# DATASET EXCERPTS start

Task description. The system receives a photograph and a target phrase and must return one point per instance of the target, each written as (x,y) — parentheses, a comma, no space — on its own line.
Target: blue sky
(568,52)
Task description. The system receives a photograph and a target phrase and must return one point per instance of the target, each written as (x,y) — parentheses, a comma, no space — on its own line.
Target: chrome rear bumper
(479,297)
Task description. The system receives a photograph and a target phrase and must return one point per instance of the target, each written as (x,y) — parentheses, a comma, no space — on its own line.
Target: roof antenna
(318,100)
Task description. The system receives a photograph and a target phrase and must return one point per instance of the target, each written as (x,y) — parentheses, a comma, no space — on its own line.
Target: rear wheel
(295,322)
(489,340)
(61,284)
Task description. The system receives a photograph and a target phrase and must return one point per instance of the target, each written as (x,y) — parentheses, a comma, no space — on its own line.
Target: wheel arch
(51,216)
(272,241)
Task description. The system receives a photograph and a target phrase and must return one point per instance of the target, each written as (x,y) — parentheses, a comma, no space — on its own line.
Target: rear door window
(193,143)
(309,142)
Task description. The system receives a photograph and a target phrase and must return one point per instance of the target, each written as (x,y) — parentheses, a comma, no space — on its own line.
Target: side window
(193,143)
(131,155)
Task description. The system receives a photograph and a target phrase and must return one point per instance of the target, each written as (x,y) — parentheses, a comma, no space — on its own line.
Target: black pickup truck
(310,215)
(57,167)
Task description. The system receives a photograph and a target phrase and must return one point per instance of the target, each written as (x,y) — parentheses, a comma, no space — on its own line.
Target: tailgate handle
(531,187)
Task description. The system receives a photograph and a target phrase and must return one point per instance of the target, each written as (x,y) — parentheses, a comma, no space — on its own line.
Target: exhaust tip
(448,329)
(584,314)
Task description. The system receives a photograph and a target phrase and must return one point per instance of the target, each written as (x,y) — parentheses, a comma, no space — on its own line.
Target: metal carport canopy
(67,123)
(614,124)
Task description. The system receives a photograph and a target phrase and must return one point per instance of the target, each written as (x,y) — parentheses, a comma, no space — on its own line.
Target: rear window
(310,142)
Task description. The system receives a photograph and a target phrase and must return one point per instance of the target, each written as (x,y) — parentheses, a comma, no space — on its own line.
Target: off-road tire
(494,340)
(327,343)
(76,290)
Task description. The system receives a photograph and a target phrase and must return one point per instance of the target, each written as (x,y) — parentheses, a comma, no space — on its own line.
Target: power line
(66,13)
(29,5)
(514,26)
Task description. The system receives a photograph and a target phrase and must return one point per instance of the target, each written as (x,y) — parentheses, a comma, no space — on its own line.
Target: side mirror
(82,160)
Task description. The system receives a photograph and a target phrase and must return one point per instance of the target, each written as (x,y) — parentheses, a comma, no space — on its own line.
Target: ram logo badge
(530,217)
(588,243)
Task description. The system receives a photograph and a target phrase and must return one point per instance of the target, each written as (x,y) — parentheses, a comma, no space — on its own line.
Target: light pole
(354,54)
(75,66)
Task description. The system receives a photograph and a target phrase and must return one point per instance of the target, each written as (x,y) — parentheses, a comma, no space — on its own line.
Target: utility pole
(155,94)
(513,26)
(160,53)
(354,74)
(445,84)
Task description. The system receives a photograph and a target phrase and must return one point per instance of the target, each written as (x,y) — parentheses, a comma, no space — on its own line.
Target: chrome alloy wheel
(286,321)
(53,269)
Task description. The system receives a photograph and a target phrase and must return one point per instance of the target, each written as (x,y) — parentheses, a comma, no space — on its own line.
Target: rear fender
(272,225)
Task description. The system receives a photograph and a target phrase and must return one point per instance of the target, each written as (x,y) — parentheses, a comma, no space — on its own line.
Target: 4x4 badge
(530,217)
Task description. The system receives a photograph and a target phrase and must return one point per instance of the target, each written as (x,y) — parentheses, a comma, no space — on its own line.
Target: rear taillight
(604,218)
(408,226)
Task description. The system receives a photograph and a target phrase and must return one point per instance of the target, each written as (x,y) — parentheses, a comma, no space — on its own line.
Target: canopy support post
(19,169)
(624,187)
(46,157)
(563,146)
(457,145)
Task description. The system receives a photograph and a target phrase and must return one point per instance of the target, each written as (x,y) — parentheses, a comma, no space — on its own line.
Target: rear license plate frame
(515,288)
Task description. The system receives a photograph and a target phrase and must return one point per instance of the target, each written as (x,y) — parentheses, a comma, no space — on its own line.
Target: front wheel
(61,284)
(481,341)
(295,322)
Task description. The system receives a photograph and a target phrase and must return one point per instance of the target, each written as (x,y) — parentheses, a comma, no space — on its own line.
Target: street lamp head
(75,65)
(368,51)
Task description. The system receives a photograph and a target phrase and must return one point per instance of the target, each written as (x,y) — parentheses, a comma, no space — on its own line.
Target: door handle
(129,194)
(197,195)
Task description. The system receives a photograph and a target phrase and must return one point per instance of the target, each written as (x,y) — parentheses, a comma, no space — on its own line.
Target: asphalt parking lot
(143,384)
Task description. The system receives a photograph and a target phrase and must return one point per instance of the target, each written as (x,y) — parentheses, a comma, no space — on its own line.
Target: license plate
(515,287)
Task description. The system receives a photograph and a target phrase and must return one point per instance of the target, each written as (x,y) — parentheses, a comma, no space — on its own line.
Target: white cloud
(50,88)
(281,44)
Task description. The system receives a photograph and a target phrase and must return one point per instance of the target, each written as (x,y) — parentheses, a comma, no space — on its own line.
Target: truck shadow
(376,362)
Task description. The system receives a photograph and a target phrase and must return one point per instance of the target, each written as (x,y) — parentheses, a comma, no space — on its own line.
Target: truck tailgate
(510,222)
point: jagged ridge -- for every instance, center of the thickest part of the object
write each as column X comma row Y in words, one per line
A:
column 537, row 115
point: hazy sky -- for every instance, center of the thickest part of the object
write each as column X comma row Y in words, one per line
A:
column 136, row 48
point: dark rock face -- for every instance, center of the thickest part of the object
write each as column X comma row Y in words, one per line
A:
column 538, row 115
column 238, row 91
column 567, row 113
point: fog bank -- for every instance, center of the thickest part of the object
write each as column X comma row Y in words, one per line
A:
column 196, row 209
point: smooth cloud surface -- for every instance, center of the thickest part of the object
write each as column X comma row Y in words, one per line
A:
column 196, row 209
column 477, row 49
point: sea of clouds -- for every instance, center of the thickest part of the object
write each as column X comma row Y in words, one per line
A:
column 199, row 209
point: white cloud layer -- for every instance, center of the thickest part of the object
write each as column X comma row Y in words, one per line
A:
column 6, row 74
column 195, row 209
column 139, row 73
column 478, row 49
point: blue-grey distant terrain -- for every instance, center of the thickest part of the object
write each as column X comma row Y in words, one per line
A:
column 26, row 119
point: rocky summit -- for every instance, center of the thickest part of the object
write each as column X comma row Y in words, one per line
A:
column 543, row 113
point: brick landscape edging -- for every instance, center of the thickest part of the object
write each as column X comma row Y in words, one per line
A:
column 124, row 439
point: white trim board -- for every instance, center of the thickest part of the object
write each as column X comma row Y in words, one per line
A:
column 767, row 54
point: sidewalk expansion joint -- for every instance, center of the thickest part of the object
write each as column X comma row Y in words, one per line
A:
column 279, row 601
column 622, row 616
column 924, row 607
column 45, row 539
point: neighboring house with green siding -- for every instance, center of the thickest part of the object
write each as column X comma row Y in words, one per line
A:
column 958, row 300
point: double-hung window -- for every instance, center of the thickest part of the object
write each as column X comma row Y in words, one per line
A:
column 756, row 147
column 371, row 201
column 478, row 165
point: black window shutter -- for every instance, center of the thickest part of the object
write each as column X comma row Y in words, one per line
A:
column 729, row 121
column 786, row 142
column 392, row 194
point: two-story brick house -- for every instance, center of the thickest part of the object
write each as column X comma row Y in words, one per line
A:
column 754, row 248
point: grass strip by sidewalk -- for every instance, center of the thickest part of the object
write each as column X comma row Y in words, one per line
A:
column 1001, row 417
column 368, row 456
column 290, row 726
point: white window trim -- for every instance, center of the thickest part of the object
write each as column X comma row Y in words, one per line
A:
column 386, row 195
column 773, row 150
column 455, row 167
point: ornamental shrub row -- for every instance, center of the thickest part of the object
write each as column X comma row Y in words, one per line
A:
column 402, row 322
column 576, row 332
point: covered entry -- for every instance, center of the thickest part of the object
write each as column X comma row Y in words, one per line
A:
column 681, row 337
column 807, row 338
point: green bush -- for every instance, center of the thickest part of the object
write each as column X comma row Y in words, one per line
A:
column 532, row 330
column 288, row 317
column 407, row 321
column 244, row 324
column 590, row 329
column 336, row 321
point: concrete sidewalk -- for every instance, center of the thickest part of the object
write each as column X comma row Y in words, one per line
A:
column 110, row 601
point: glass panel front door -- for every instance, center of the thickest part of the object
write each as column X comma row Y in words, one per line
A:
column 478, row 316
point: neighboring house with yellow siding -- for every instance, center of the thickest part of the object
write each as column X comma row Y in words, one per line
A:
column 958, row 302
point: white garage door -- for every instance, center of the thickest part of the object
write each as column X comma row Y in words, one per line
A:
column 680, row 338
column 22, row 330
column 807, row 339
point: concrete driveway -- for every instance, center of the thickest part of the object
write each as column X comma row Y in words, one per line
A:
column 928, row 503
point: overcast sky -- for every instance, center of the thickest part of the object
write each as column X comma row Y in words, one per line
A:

# DATASET EXCERPTS end

Update the entries starting at the line containing "point: covered entry" and ending at the line containing "column 807, row 338" by replacing "thickest part" with "widest part", keeping everything else the same. Output only those lines.

• _SOLVED EXERCISE_:
point: covered entry -- for every instance, center of the widest part of the object
write each as column X comma row Y in words, one per line
A:
column 681, row 337
column 807, row 338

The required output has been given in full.